** TEXTE EXTRAIT **
════

DES NOUVELLES DE HANOÏ #1
Me voici au Vietnam pour un mois (Hanoï et Ho Chi Minh City/Saigon). En plein dans les célébrations des 50 ans de la fin de la guerre. Au programme : phô et usage de phô !

Bienvenue à Hanoï. 6,6 millions de scooters dans les rues… et un seul vieux Belge non-motorisé pour les affronter. Comme les feux servent généralement davantage à faire joli qu’à être utiles, il y a des endroits où c’est tout bonnement impossible de traverser, puisque le trafic est constant. J’ai passé un bon quart d’heure pétrifié, au milieu d’un grand boulevard, sans oser traverser ni même rebrousser chemin. En désespoir de cause, j’ai abordé une écolière (une grande de 8 ou 10 ans) en lui demandant si je pouvais traverser avec elle. 10 secondes plus tard, j’étais sur le trottoir d’en face.
Yvain, mon fixeur me rassure : « Tu finiras par t’y faire. Les motos et les voitures, c’est pas un souci, ils freinent et t’évitent. Ce qui m’angoisse, ce sont plutôt les bus et les camions, dont les freins sont généralement en option, et qui eux ne freinent PAS pour les piétons ! »
A peine arrivé et fort de mes 78 jours de vietnamien sur Duolingo, je prononce laborieusement mes 2 ou 3 premières phrases. Kim, mon logeur, apprécie mes efforts à sa juste valeur : « Je vous arrête tout de suite, on ne comprend rien à ce que vous racontez. »
Jean-Pierre, mon documentaliste, m’avait prévenu : « Bonne chance avec les 6 modulations tonales, sans compter les variations géographiques. Un truc à te faire arracher les dents de sagesse alors que tu restes persuadé d’avoir commandé une soupe Phô ! »
Pour terminer ce chapitre linguistique, Brice m’a prêté un petit appareil assez pratique où il suffit de pousser sur un bouton pour pouvoir converser. Avant de partir, il me fait une démo : il me dit quelque chose et français et ça ressort en vietnamien. « A ton tour, me dit-il, de me parler vietnamien. » Et je dis un truc comme « Bonjour, je voudrais des nouilles avec du lait, merci ! » Et voici la traduction française de ce que je viens de dire en vietnamien…
Les gardiens de scooters ont plusieurs centaines d’engins à gérer et à surveiller. Pour s’y retrouver, ils inscrivent un numéro à la craie sur chaque selle.

════

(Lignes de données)
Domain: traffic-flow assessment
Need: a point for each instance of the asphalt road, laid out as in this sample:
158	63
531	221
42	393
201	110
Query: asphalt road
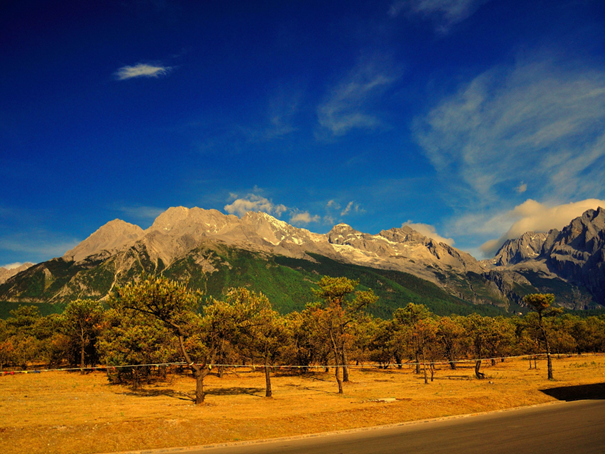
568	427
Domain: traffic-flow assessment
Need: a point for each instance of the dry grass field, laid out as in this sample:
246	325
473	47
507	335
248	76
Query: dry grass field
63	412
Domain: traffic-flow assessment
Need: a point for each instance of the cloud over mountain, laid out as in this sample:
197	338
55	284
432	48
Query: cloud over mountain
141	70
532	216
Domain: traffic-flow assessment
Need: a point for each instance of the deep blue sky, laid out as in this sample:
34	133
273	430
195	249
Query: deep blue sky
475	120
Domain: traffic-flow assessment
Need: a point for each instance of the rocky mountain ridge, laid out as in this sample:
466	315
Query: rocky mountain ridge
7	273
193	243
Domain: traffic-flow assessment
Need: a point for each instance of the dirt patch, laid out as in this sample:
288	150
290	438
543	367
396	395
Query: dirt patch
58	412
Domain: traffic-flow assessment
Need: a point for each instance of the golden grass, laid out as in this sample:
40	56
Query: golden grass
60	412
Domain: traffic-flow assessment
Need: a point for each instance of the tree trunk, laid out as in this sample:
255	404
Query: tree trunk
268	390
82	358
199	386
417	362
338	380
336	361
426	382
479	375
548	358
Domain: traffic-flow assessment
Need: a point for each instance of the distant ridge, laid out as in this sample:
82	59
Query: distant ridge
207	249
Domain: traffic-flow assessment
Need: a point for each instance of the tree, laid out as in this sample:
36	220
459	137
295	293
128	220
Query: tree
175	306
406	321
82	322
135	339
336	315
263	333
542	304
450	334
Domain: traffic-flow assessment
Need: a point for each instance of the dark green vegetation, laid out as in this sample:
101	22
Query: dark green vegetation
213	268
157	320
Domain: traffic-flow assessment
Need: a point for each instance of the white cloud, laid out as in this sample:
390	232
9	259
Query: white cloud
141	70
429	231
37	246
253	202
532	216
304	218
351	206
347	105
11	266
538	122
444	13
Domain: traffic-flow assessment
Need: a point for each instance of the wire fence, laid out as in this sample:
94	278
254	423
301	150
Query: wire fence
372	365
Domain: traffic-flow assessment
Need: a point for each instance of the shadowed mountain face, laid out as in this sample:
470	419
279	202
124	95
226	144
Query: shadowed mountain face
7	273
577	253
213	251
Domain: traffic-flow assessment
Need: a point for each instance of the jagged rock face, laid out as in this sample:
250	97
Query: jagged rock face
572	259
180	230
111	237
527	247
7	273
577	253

════

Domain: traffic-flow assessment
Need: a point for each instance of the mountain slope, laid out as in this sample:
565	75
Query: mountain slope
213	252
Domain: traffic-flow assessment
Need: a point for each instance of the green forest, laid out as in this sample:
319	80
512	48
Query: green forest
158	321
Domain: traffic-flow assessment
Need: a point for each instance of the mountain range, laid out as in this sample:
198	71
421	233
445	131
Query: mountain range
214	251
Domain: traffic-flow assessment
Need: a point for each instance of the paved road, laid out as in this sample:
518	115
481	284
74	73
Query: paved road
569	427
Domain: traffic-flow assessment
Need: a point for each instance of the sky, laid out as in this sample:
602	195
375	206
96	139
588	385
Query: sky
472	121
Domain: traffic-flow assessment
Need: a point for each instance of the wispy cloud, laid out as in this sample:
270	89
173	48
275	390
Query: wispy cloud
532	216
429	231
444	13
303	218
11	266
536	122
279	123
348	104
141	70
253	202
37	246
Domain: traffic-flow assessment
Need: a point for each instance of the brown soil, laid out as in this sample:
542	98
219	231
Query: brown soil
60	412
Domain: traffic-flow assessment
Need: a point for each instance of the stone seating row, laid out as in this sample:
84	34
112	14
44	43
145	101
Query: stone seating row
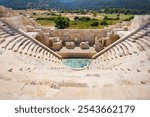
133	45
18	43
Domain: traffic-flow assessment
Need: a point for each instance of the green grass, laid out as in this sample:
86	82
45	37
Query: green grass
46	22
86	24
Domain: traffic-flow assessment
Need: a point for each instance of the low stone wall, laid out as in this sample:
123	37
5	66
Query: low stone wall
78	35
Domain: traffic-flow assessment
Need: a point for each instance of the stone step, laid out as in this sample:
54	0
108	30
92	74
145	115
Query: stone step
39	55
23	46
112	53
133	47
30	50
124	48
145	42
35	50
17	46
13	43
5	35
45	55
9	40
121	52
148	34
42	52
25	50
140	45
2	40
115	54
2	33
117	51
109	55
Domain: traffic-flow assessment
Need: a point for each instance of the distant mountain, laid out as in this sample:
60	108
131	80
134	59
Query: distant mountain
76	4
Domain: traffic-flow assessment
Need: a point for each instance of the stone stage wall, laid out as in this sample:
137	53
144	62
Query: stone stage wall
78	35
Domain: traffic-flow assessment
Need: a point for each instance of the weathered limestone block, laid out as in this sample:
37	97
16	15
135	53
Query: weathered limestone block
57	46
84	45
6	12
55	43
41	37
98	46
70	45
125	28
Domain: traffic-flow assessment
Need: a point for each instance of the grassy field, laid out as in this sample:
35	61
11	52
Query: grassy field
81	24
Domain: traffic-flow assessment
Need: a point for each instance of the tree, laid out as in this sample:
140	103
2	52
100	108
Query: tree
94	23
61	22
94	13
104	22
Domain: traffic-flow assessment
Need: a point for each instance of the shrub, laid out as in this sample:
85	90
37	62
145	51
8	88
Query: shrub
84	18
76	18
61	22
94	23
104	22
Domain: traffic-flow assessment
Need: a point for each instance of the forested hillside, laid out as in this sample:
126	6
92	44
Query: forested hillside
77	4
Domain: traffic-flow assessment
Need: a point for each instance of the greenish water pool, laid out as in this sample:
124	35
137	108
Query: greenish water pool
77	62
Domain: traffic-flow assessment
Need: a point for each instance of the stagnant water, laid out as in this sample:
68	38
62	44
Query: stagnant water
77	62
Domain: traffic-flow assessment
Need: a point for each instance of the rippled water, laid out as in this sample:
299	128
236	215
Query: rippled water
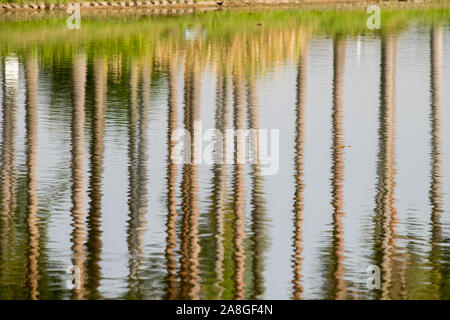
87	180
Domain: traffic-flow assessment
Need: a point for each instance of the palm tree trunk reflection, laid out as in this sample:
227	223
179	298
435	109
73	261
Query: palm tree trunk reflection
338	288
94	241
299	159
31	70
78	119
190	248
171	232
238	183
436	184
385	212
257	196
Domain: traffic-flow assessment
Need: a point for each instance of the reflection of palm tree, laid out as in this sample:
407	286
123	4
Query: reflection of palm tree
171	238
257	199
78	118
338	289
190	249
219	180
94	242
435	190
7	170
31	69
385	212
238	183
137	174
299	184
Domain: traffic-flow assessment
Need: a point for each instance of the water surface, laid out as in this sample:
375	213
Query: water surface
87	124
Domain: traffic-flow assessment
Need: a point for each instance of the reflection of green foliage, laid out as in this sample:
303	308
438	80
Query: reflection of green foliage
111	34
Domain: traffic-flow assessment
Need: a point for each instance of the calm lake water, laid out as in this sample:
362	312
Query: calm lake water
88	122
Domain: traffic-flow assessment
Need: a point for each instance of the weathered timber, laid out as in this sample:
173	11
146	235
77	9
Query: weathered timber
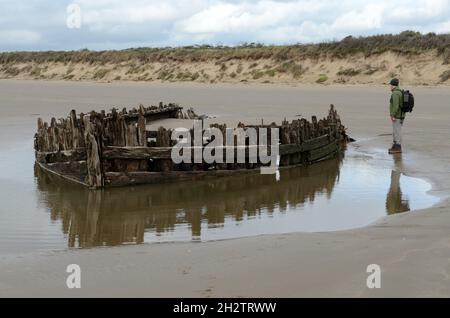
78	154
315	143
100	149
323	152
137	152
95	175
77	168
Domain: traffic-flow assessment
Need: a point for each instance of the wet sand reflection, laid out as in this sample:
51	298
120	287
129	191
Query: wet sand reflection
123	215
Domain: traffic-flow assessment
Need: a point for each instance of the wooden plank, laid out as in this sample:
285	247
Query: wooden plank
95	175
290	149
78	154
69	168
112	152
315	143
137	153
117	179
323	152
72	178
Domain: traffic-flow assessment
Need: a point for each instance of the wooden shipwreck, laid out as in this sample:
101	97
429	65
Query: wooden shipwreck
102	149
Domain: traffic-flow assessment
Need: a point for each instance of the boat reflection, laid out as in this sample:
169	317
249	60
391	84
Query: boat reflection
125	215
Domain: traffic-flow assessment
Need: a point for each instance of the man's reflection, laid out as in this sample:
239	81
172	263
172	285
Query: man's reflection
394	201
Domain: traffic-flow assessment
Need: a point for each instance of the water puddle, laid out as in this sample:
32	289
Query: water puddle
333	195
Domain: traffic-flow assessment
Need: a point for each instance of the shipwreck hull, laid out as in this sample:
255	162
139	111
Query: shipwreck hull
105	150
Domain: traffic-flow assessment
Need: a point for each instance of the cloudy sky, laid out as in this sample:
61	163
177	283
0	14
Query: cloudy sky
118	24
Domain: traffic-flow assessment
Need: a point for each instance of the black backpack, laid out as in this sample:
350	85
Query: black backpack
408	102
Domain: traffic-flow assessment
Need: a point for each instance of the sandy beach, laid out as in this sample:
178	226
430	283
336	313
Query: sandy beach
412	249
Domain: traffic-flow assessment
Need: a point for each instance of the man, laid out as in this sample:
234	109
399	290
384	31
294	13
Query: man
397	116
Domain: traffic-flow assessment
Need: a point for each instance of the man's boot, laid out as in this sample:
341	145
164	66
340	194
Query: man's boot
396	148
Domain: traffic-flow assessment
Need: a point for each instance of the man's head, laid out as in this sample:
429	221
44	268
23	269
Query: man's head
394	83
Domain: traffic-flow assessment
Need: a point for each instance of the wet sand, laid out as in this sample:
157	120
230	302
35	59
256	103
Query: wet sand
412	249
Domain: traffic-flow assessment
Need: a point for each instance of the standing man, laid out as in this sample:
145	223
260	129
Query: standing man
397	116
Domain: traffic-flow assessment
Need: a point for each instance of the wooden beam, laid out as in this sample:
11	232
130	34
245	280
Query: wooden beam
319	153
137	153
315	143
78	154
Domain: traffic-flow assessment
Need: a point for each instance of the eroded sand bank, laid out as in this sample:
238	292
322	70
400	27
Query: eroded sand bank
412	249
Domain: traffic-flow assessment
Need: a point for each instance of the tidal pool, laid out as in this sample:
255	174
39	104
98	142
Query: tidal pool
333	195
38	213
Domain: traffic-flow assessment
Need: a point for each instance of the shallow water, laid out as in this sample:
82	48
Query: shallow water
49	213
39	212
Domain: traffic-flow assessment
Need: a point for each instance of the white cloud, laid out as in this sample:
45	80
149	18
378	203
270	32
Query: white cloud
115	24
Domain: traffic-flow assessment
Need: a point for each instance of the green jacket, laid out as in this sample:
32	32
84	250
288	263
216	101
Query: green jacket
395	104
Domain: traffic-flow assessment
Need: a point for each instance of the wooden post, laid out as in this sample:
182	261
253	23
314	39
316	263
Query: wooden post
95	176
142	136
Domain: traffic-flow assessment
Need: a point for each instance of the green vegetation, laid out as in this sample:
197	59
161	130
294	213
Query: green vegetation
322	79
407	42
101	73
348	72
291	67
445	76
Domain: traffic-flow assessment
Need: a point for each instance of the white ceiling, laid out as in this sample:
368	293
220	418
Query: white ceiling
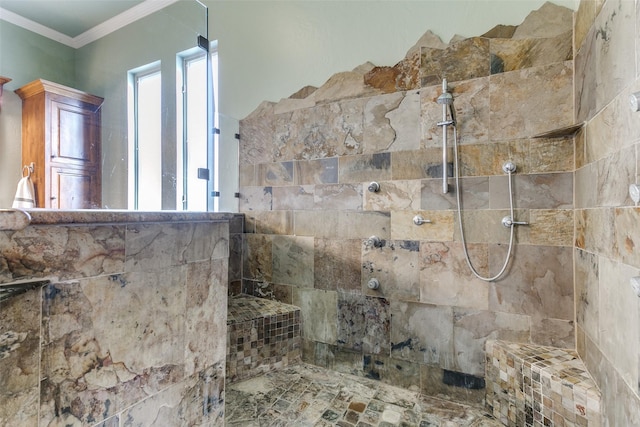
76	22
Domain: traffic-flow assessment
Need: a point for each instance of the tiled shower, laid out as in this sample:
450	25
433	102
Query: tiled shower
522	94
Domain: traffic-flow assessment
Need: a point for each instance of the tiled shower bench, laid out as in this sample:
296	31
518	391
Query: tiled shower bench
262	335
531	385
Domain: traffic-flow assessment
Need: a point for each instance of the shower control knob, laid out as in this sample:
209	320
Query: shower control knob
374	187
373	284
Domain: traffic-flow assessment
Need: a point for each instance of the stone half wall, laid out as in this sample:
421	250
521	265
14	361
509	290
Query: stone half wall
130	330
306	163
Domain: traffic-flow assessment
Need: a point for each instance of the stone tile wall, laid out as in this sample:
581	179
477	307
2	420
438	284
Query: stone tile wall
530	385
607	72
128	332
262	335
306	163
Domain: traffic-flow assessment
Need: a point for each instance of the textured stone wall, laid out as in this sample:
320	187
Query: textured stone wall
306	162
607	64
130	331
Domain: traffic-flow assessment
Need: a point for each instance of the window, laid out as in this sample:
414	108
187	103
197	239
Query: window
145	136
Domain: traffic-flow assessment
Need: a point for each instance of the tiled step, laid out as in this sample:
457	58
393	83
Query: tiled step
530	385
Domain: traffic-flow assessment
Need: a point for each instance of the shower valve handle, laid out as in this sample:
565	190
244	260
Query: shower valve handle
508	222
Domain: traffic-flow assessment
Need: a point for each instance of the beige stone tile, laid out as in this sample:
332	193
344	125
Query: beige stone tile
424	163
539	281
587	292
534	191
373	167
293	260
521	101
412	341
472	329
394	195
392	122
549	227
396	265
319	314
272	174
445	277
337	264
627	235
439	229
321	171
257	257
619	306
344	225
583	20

════

** TÂCHES À RÉALISER **
a – Répondez aux questions suivantes d'après le récit sur Hanoï :
(i) Combien de scooters circulent dans les rues de Hanoï ?
(ii) Combien de jours de vietnamien sur Duolingo sont mentionnés ?
(iii) Qu'inscrivent les gardiens de scooters sur chaque selle, et avec quoi ?
b – Poursuivez le récit sur Hanoï à partir de sa dernière phrase.
Les entrées forment un matériau distinct du récit sur Hanoï.

** RÉPONSES RÉDIGÉES **
a –
(i) 6,6 millions de scooters.
(ii) 78 jours.
(iii) Un numéro, à la craie.

b –
Dans certains pays, quand le commerçant n’a pas de langue en commun avec le touriste, il inscrit le montant sur une calculette. Ici il va dans sa poche et te montre le billet correspondant à ce que tu dois payer. « Sauf sur les marchés, précise Yvain, car on paie au poids et donc là il faut calculer. Je m’amuse toujours à essayer de calculer plus vite que leur machine ! »
Ici, les trottoirs servent à tout sauf à trotter. On y trouve, pêle-mêle, des centaines de scooters, des terrasses de cafés ou de restaurants, des moteurs de scooters démontés, des scooters remontés, des trous, des poubelles, des marchandises qui rentrent ou sortent des magasins et, sporadiquement, des scooters (je ne sais pas si je l’avais déjà signalé). Et donc, j’en suis réduit à marcher sur la route. Qui est la chasse gardée… des scooters !
En terrasse (sur les trottoirs, donc), on s’assied sur des chaises d’enfant. Je ne sais pas si c’est une réminiscence du fameux squat asiatique (ils s’asseyent volontiers sur leurs talons), si ces mini-sièges prennent moins de place ou s’ils sont moins chers que des grands. Sans compter qu’on peut en mettre davantage, selon la formule mathématique bien connue du Coefficient Hédonisto-Siégeologique de Productivité Culinomonétaire (ratio sièges/assiettes servies).
Dans quelques jours, le pays tout entier fête les 50 ans de la fin de la guerre. Qui, vous allez être surpris, ne s’appelle pas ici « guerre du Vietnam » mais « la guerre américaine ». Toute la ville est pavoisée aux couleurs du drapeau national. Les magasins de souvenirs sont remplis de gadgets rouges et jaunes, d’innombrables mamys se baladent avec une robe super design créée pour l’événement. Bref, le pays est en fête et j’en reparlerai la prochaine fois puisque je vais descendre à Ho Chi Min Ville pour assister aux principales célébrations.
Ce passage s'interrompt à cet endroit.